#### The records:

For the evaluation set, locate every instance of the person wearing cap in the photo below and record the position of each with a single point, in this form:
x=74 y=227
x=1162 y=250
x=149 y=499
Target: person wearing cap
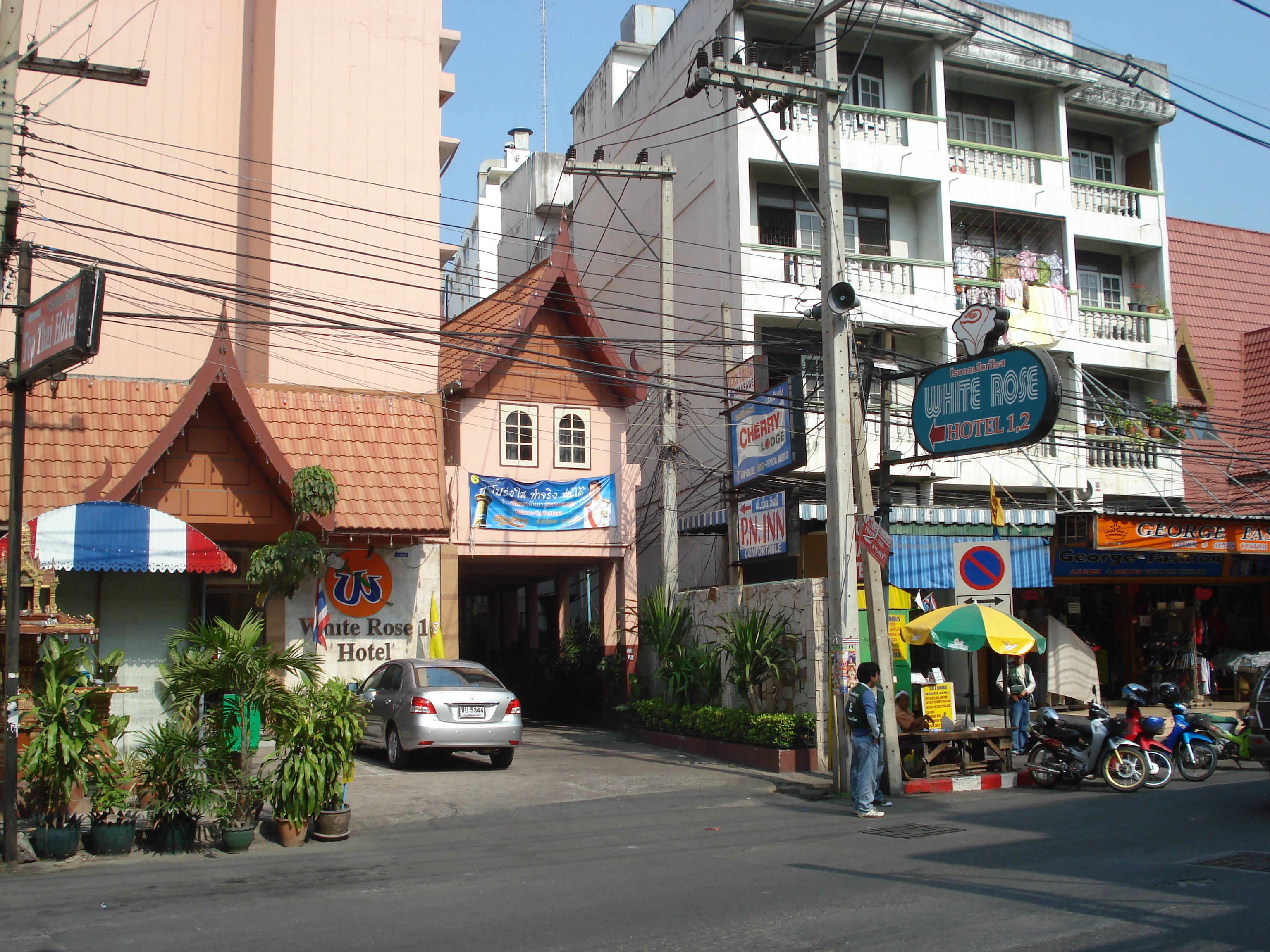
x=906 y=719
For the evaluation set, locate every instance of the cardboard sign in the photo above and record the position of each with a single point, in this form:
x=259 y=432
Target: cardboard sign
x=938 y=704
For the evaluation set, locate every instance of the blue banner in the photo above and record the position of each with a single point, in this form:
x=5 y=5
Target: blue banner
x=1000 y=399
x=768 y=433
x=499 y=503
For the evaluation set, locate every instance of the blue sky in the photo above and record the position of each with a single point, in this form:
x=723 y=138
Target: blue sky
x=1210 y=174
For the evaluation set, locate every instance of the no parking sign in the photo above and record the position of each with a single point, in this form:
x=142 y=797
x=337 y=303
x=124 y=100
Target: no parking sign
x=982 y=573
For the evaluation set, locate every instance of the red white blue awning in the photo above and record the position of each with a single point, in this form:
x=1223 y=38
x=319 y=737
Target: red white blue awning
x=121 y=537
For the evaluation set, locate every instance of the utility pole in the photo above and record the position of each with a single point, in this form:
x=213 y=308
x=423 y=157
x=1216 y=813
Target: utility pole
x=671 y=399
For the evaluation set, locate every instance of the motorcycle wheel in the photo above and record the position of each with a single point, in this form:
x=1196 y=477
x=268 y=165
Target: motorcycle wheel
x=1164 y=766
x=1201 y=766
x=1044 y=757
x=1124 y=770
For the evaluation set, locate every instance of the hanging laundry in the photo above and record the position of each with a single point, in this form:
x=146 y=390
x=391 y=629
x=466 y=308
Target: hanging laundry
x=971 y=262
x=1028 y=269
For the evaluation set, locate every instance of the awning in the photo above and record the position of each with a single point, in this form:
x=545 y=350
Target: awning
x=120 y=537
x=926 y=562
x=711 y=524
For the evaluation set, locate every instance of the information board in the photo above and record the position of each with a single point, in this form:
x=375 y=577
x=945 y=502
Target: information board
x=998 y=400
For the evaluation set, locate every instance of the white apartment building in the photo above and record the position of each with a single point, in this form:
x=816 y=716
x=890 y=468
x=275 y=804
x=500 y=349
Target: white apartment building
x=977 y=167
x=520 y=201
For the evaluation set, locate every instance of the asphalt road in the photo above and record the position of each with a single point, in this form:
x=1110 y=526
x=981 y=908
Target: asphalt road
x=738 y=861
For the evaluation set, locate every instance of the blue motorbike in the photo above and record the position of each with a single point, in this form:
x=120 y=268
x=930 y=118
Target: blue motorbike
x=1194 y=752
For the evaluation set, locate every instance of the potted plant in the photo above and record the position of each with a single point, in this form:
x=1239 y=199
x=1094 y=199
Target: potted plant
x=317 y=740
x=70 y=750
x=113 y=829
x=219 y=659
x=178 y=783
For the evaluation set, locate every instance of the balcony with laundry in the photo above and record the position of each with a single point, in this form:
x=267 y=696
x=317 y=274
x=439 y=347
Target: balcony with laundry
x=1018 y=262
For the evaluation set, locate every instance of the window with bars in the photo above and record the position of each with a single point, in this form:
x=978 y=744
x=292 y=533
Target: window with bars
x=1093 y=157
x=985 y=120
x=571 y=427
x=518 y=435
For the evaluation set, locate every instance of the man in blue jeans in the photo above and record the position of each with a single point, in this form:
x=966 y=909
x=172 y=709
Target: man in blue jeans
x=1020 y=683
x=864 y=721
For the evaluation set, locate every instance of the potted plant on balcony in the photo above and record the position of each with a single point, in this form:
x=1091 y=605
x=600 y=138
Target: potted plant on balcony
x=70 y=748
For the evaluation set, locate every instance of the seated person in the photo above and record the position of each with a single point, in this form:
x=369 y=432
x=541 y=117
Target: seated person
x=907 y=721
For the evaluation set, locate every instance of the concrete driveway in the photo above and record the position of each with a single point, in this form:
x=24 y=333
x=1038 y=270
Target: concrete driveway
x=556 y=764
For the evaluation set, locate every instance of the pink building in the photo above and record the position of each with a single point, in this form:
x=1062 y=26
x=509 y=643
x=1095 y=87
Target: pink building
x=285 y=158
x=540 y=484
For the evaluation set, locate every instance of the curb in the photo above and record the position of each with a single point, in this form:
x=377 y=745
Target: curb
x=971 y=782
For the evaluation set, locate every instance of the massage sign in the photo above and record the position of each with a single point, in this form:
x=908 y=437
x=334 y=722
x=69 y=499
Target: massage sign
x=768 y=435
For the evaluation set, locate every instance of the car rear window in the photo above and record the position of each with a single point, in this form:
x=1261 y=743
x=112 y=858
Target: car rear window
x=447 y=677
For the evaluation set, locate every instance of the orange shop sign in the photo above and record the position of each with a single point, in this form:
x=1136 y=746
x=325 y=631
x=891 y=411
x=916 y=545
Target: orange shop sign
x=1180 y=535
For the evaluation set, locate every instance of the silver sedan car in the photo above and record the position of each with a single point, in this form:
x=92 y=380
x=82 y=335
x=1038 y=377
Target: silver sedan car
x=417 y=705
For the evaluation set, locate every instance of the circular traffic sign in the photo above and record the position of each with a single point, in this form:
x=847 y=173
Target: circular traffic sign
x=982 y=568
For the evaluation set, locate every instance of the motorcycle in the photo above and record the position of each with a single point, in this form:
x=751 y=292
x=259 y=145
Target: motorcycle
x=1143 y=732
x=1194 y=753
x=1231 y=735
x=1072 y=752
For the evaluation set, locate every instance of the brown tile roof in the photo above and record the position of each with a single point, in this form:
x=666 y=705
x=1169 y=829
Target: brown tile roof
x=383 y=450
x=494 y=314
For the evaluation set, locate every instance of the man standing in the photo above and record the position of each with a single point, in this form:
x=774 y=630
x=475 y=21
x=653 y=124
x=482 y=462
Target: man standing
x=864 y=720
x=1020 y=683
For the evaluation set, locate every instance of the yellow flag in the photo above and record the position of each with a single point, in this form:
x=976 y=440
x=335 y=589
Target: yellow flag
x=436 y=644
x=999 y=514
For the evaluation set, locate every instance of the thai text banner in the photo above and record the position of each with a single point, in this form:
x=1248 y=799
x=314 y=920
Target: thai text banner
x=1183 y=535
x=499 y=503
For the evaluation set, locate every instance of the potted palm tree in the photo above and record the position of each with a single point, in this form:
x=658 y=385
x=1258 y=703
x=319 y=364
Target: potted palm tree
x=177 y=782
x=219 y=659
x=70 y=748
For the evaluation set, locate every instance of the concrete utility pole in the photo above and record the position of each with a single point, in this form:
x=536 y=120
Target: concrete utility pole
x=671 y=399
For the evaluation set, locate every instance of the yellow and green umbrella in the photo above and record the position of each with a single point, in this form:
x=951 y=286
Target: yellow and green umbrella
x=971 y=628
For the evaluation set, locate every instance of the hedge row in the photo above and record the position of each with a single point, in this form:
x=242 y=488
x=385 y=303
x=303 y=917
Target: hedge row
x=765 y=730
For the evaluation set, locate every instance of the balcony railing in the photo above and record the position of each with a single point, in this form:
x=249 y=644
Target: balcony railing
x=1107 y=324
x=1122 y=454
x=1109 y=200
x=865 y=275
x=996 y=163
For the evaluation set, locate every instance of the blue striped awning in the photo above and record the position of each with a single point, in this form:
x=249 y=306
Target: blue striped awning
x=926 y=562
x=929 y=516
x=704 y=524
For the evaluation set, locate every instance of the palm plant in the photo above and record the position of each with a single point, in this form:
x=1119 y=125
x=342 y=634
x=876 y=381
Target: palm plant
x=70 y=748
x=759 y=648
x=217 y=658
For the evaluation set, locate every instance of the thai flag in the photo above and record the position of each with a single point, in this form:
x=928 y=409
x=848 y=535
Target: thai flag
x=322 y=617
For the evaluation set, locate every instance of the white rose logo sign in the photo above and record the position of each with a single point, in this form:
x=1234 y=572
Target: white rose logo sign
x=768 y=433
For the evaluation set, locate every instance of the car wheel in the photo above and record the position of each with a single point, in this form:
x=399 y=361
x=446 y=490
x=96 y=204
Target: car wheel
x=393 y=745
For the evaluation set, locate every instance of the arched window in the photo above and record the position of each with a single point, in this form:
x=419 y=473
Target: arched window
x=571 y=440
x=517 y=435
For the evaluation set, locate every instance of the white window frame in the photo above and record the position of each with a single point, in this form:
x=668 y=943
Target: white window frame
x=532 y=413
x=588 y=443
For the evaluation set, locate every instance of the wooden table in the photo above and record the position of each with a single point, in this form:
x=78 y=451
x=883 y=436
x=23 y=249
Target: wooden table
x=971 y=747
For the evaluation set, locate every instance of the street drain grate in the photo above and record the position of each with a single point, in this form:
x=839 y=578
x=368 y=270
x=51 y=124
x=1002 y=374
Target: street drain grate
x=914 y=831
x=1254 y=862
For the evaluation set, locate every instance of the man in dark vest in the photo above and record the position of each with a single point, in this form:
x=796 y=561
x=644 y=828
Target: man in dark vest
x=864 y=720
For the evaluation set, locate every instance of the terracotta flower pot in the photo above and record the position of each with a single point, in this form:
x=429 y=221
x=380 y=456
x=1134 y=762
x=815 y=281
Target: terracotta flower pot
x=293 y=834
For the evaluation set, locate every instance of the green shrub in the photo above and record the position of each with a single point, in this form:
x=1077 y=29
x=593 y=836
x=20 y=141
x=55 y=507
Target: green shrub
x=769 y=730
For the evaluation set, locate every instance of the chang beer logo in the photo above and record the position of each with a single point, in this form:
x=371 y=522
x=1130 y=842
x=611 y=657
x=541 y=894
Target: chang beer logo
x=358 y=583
---
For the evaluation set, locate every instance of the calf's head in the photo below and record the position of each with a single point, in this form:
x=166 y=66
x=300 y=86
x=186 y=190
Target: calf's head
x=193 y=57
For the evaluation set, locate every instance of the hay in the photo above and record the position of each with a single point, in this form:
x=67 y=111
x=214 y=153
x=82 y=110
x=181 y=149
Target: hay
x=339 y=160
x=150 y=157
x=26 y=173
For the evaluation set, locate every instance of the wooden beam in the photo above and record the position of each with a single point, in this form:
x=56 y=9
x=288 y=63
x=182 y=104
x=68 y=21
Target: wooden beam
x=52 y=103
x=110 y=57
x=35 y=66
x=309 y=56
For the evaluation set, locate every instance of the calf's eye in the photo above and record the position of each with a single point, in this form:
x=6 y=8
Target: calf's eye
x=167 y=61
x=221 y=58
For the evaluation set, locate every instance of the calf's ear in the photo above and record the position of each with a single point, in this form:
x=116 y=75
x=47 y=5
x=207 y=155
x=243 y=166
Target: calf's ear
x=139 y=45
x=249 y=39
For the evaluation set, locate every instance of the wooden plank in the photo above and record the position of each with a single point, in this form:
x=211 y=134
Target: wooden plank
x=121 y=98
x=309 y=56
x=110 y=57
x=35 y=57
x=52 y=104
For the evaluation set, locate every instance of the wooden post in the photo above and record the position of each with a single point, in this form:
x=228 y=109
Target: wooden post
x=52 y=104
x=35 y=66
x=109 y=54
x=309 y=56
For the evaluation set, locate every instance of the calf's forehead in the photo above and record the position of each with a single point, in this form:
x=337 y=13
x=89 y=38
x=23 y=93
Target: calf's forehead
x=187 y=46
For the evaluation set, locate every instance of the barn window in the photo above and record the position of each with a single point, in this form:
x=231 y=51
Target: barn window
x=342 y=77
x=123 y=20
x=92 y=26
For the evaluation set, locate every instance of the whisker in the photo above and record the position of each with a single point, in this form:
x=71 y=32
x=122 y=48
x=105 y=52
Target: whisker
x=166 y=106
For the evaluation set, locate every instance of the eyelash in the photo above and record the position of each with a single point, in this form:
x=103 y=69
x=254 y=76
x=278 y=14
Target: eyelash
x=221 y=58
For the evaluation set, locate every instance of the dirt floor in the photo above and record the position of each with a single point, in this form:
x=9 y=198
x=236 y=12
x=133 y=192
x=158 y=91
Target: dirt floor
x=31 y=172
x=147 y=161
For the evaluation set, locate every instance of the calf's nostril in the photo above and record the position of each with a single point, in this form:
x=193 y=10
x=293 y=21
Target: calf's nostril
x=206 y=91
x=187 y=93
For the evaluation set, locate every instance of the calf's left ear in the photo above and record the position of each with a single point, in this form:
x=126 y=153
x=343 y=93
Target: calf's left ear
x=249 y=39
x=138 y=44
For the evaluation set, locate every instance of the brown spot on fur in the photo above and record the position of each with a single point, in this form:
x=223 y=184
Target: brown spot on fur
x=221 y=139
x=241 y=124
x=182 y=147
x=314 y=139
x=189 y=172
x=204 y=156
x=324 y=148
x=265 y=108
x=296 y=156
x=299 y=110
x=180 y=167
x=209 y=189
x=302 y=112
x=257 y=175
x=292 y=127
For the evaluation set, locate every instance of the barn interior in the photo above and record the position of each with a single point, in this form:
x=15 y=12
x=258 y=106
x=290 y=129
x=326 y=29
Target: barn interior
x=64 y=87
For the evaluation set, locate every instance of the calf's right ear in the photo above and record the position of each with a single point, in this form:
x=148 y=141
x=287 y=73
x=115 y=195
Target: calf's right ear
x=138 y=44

#### Task directions:
Lay out the stretch of entries from the line containing "For the evaluation set, locate every instance of the brown tile" through the line containing "x=765 y=730", both included, as a Markdown table with the columns Row and Text. Give each line its own numbered row and leave out blank lines.

#### The result:
| Row | Text |
|---|---|
| 1 | For the evaluation set, locate every instance of the brown tile roof in the photo above and record the position of each with a single point, in this form: |
| 2 | x=666 y=705 |
| 3 | x=1169 y=829 |
| 4 | Target: brown tile roof |
| 5 | x=383 y=450 |
| 6 | x=494 y=314 |
| 7 | For the evaluation set, locate every instance of the man standing in the photo above and record the position of each with a single point, in this form: |
| 8 | x=774 y=630 |
| 9 | x=475 y=21 |
| 10 | x=653 y=124 |
| 11 | x=482 y=462 |
| 12 | Target: man standing |
| 13 | x=864 y=720 |
| 14 | x=1020 y=683 |
| 15 | For the evaluation set, locate every instance of the yellow flag in the photo above and record the position of each with a single point, in this form: |
| 16 | x=976 y=440 |
| 17 | x=335 y=589 |
| 18 | Target: yellow flag |
| 19 | x=436 y=644 |
| 20 | x=999 y=514 |
| 21 | For the evaluation set, locate every instance of the thai text banner in the photo above and record the position of each with a single point, in this form: |
| 22 | x=1248 y=799 |
| 23 | x=314 y=920 |
| 24 | Target: thai text banner |
| 25 | x=1183 y=535 |
| 26 | x=499 y=503 |
| 27 | For the evaluation set, locate every instance of the potted palm tree in the photo above and record the position of each with a single point, in this form: |
| 28 | x=658 y=385 |
| 29 | x=1258 y=703 |
| 30 | x=319 y=364 |
| 31 | Target: potted palm tree |
| 32 | x=177 y=782 |
| 33 | x=219 y=659 |
| 34 | x=70 y=748 |
| 35 | For the evaluation set, locate every instance of the concrete utility pole in the photo above and record the position of each with a single point, in this form: |
| 36 | x=536 y=120 |
| 37 | Target: concrete utility pole |
| 38 | x=671 y=399 |
| 39 | For the evaluation set, locate every instance of the yellow and green umbrella in the photo above and record the position of each with a single point, in this form: |
| 40 | x=951 y=286 |
| 41 | Target: yellow and green umbrella |
| 42 | x=971 y=628 |
| 43 | For the evaluation set, locate every instance of the hedge row in the photo above and record the position of each with a single point, in this form: |
| 44 | x=242 y=488 |
| 45 | x=385 y=303 |
| 46 | x=303 y=917 |
| 47 | Target: hedge row |
| 48 | x=765 y=730 |